FILAS EXTRAÍDAS:
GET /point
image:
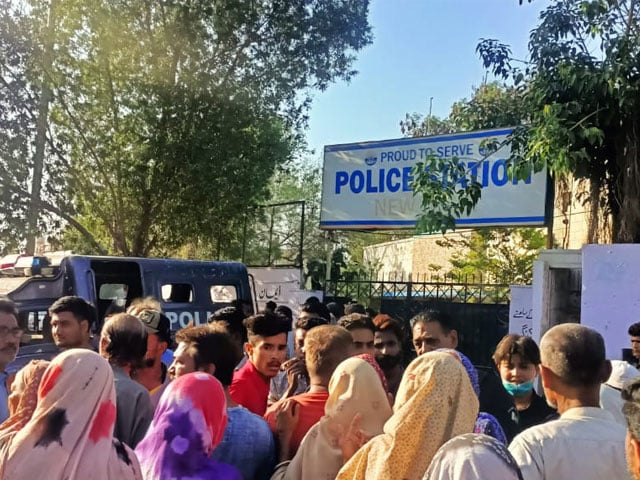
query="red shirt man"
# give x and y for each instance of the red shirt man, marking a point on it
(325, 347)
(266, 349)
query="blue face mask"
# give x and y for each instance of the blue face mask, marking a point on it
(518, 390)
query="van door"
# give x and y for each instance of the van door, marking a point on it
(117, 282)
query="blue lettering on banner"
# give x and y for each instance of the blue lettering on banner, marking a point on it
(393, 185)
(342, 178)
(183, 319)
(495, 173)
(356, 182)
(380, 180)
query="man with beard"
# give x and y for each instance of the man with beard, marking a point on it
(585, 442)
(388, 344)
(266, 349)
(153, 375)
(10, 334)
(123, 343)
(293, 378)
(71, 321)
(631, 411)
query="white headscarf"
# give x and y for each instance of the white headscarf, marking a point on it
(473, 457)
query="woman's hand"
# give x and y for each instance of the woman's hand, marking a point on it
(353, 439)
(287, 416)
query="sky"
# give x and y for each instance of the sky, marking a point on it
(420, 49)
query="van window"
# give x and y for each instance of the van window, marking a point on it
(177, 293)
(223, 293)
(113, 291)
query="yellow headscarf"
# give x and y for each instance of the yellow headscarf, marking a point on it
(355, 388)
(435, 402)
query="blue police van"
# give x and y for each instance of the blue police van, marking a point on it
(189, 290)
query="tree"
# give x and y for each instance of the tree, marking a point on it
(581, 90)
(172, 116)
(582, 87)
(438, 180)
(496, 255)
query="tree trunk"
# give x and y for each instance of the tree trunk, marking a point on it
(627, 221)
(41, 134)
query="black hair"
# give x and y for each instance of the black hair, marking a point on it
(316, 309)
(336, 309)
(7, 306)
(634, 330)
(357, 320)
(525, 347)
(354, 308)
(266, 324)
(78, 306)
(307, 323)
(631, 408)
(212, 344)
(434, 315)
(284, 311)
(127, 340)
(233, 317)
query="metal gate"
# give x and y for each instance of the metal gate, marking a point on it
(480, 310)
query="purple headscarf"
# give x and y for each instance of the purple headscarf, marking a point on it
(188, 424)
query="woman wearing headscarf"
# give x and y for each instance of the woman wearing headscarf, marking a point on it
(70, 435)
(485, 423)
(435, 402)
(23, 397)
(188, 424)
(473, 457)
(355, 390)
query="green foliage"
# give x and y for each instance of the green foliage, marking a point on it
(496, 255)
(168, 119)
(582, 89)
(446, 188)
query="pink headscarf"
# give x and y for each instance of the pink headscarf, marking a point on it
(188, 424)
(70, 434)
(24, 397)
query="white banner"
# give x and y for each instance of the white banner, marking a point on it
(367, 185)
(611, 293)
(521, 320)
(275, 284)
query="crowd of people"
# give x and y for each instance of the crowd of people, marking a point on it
* * *
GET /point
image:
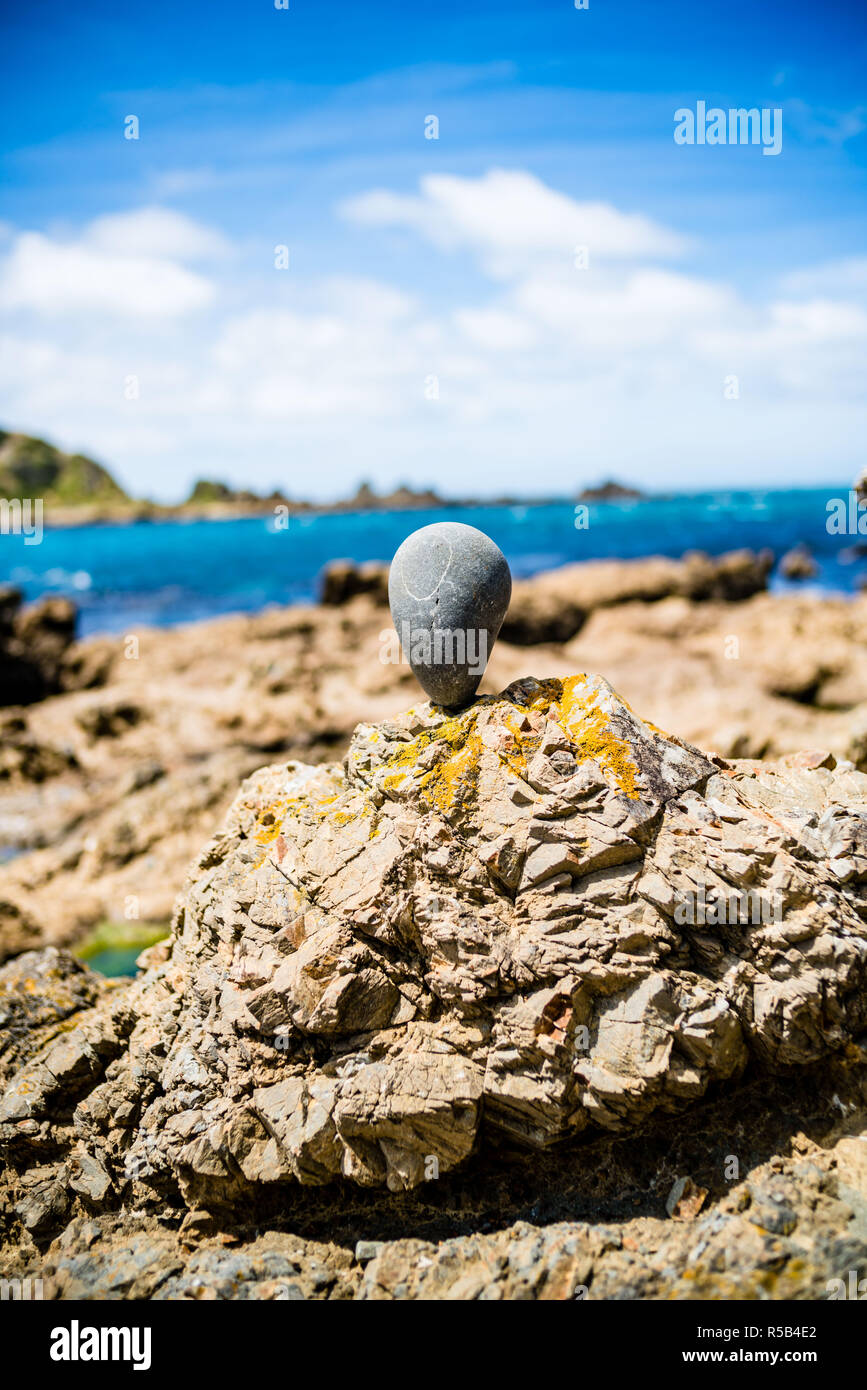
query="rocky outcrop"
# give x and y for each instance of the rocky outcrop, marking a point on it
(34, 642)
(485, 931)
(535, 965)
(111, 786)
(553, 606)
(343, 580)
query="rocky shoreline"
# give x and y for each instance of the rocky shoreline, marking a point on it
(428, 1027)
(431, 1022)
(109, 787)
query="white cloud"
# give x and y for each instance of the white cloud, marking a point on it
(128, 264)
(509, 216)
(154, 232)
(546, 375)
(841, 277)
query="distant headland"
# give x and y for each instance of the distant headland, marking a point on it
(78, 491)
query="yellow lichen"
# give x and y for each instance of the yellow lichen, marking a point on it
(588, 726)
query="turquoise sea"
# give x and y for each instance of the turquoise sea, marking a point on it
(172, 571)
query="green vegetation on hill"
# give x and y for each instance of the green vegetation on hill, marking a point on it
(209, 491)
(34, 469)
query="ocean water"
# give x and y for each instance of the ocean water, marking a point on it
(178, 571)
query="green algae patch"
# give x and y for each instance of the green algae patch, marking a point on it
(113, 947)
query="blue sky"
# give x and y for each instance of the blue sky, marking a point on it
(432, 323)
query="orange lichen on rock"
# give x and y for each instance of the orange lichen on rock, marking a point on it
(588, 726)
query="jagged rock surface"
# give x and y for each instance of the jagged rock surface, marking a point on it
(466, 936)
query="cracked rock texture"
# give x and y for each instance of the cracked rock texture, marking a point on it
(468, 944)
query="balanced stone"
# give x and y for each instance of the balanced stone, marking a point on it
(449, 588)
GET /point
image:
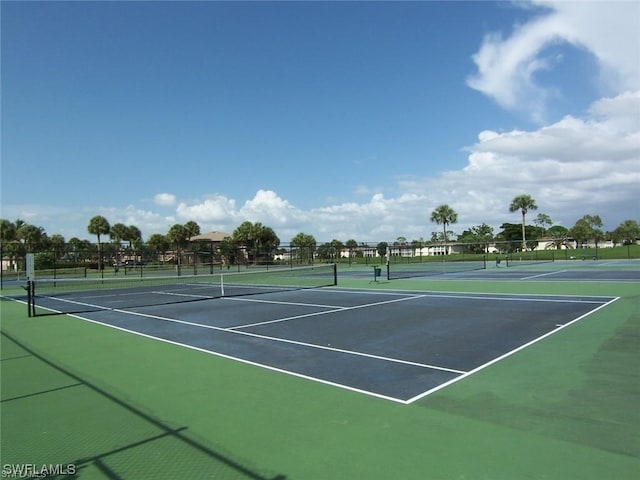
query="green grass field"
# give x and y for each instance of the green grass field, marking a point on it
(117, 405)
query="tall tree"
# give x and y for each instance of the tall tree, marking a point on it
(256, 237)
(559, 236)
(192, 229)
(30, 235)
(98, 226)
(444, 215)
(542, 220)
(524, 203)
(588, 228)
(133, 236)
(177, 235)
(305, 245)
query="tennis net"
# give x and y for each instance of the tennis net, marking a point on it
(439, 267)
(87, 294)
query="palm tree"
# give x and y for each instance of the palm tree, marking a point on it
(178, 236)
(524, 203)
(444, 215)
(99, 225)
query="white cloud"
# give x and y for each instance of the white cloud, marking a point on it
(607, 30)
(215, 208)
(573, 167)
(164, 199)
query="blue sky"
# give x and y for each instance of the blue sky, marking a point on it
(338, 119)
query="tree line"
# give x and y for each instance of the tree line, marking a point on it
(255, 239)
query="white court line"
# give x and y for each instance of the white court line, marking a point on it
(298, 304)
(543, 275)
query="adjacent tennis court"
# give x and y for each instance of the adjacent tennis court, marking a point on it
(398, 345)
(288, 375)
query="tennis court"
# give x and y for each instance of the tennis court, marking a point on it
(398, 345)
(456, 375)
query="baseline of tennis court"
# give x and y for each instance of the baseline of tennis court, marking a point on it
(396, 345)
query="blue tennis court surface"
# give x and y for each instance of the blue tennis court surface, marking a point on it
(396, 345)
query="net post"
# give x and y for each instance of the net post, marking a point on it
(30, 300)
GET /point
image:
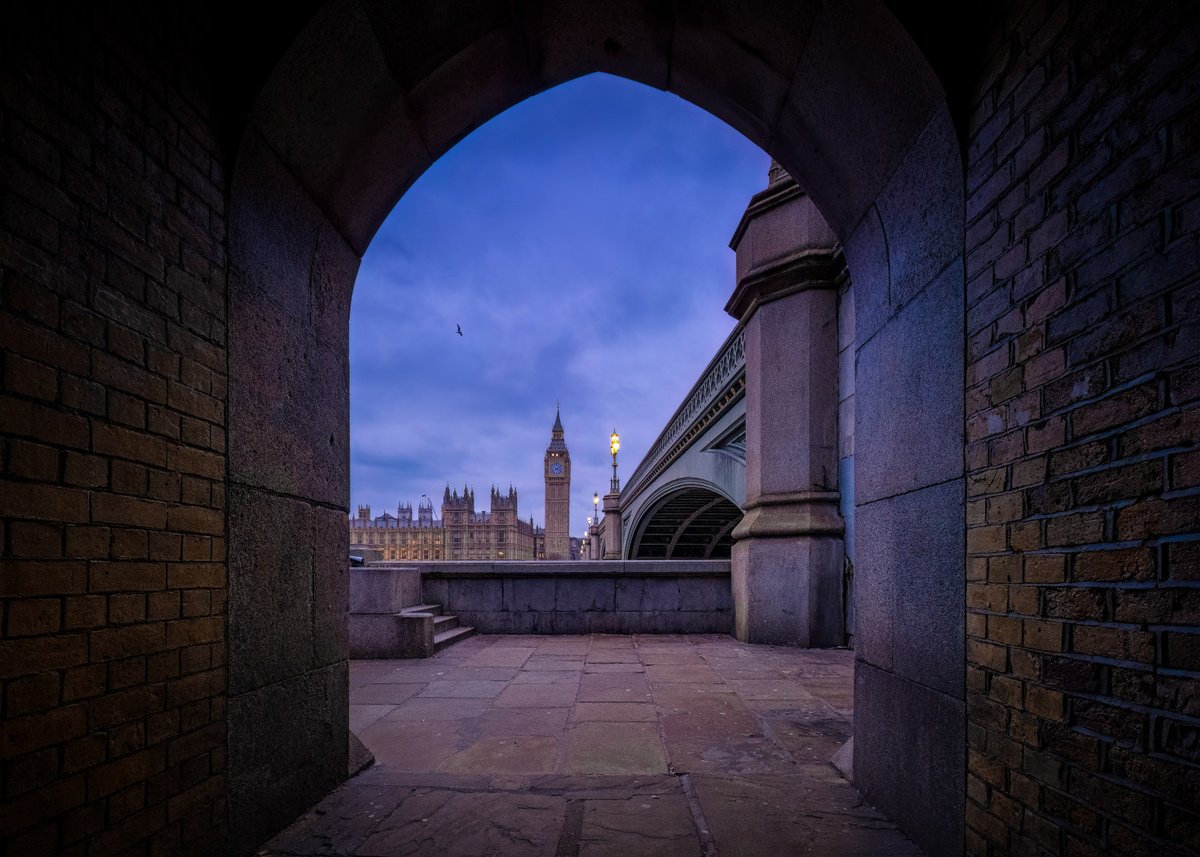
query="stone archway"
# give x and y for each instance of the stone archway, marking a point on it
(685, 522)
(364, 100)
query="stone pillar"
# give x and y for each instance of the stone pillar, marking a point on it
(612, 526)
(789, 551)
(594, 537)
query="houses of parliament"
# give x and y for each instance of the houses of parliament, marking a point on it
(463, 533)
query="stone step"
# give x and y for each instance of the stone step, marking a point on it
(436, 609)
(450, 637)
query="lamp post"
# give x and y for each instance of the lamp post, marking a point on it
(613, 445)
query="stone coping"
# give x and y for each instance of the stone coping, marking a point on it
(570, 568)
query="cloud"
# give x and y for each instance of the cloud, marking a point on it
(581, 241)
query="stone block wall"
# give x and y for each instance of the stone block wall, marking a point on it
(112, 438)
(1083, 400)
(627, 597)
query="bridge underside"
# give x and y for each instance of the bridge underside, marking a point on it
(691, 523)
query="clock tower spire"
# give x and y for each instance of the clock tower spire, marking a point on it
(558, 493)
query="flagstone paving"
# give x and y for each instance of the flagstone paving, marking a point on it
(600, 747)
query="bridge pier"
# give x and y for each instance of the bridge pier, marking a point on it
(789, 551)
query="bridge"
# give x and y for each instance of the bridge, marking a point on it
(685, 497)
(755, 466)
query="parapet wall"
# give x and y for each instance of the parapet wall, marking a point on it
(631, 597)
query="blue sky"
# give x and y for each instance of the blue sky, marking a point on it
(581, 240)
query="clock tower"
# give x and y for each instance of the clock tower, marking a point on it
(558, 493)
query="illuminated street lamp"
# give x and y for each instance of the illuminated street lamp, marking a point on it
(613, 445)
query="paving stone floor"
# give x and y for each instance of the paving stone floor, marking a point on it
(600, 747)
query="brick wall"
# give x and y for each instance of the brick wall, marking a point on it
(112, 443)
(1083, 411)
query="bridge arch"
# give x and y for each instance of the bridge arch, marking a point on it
* * *
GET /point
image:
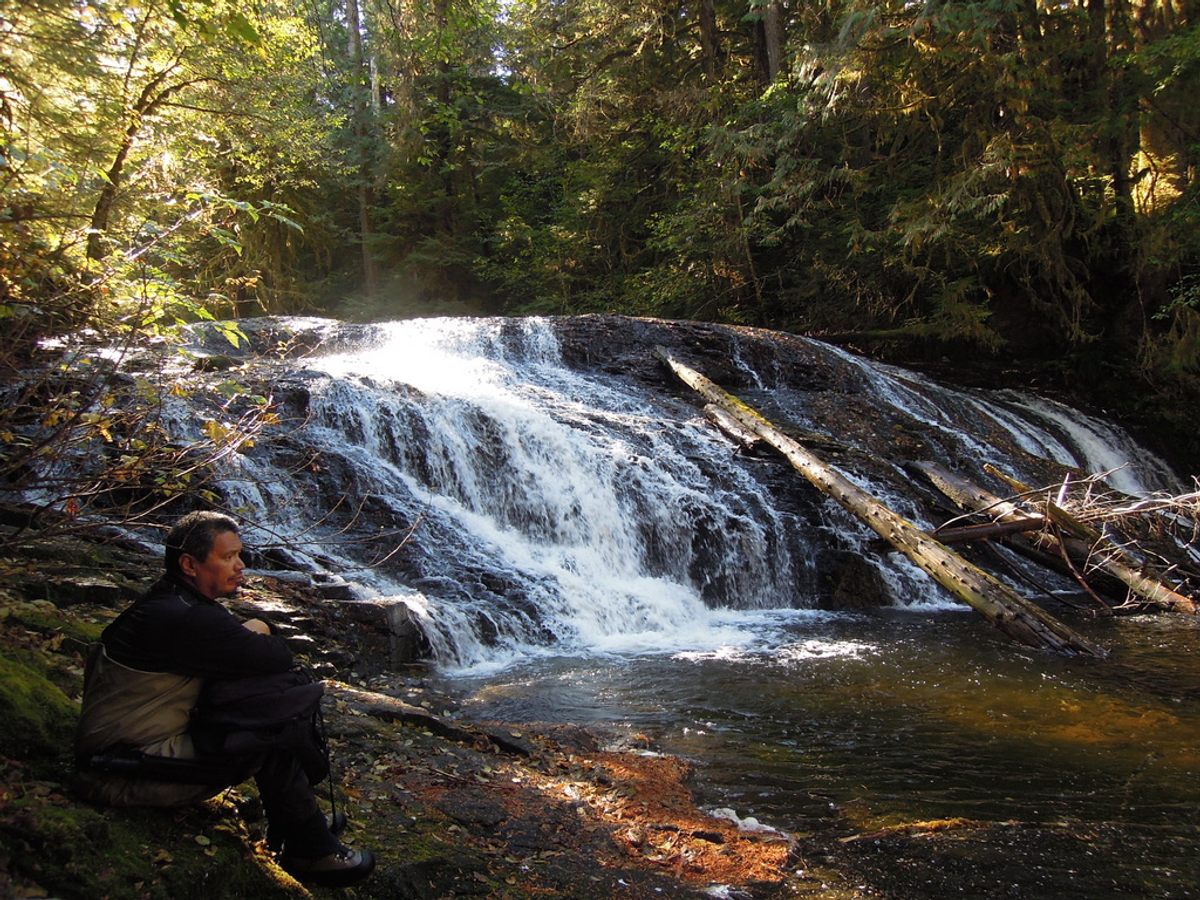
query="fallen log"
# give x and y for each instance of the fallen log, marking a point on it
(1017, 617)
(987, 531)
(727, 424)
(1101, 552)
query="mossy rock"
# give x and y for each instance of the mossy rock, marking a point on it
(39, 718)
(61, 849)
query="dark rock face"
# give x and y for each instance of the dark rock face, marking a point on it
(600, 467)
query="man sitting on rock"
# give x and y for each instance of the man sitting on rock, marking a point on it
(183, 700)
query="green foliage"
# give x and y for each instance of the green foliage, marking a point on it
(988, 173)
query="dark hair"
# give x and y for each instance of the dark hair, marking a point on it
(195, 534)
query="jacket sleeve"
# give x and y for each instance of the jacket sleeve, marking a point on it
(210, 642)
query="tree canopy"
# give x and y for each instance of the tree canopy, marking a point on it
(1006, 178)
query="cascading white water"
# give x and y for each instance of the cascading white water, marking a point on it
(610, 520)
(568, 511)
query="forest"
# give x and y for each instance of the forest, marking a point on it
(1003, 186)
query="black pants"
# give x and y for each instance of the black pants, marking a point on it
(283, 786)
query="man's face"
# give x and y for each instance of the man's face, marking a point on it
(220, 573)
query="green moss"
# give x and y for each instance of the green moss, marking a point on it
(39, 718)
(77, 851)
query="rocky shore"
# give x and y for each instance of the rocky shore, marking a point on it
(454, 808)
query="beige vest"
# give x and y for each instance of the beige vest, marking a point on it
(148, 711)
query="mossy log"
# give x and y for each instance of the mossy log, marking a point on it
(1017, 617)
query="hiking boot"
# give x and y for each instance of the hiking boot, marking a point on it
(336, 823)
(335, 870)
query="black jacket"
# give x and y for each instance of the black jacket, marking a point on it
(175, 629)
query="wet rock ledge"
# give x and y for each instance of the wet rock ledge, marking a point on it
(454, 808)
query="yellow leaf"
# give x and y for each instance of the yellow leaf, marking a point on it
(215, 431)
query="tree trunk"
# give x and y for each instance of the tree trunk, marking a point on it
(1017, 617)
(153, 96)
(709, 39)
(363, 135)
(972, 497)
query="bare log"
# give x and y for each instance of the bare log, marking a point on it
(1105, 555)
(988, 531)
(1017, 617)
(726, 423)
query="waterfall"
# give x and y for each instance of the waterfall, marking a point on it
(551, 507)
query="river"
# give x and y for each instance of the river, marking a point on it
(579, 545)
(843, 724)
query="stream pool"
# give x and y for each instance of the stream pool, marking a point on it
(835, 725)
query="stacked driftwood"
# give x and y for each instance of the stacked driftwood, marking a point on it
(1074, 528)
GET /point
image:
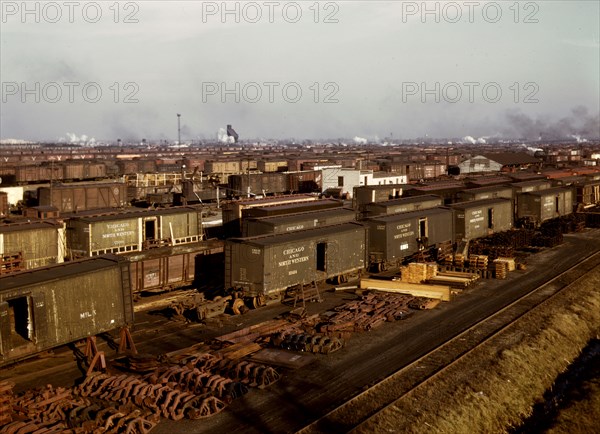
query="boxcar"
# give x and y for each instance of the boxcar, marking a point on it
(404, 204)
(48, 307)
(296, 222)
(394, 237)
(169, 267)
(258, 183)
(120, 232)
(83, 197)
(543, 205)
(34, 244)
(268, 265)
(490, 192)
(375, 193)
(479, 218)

SOLICITUD PLANTEADA: Reúne todas las filas que contienen la palabra "brick" y cópialas sin cambios.

LA RESPUESTA:
query="brick wall"
# give x and y for each instance of the brick wall, marking a point on it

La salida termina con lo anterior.